▶ [Exercise instructions]: Put the material below into a numbered list, one line per item, and omit the blank lines. Leave the pictures out of your list.

▶ [Given records]:
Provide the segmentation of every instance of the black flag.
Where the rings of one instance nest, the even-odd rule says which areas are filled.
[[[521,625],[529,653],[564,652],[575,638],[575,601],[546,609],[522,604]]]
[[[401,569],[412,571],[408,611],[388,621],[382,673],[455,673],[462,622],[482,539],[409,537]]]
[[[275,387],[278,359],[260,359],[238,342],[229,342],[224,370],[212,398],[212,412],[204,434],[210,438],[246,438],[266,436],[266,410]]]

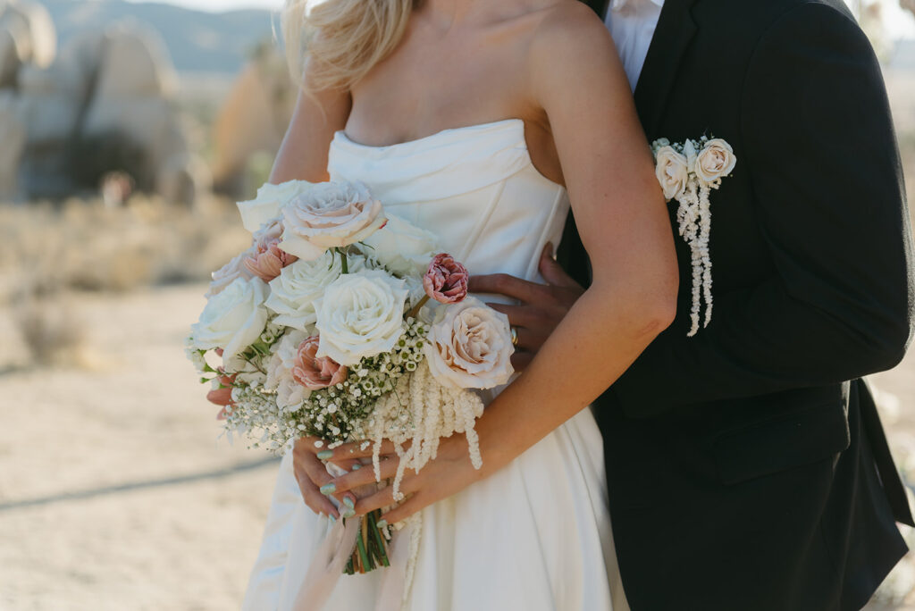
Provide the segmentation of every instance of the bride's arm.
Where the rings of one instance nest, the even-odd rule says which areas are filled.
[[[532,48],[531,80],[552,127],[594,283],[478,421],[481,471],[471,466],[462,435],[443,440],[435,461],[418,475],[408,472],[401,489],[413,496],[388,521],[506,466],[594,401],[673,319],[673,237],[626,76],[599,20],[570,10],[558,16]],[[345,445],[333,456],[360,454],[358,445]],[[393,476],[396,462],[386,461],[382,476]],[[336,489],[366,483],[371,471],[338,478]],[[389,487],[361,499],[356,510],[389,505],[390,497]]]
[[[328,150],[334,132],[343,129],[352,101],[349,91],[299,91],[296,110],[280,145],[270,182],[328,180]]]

▶ [Final result]:
1. Provide the segmentation of every instance of the black flag.
2. Where the rings of one instance nest, the even-odd rule says which areas are filled.
3. [[[521,625],[529,653],[564,652],[575,638],[575,601],[546,609],[522,604]]]
4. [[[401,569],[412,571],[408,611],[388,621],[382,673],[455,673],[462,622],[482,539],[409,537]]]
5. [[[275,387],[278,359],[260,359],[238,342],[229,342],[224,370],[212,398],[212,412],[204,434],[210,438],[246,438],[266,436],[266,410]]]
6. Provide the segmentation of every instance of the bride's arm.
7. Where the rings of one instance nest, the even-odd rule says which areas are filled.
8. [[[532,48],[531,80],[552,127],[594,283],[478,421],[481,471],[471,466],[462,435],[443,440],[435,461],[418,475],[408,472],[401,489],[413,496],[388,521],[506,466],[594,401],[673,319],[673,237],[626,76],[599,20],[570,10],[558,16]],[[345,445],[333,456],[360,454],[358,445]],[[393,476],[396,462],[386,461],[382,476]],[[336,489],[366,483],[371,471],[338,478]],[[389,487],[361,499],[356,510],[389,505],[390,497]]]
9. [[[328,150],[334,132],[343,129],[352,101],[349,91],[299,91],[296,110],[280,145],[270,182],[328,180]]]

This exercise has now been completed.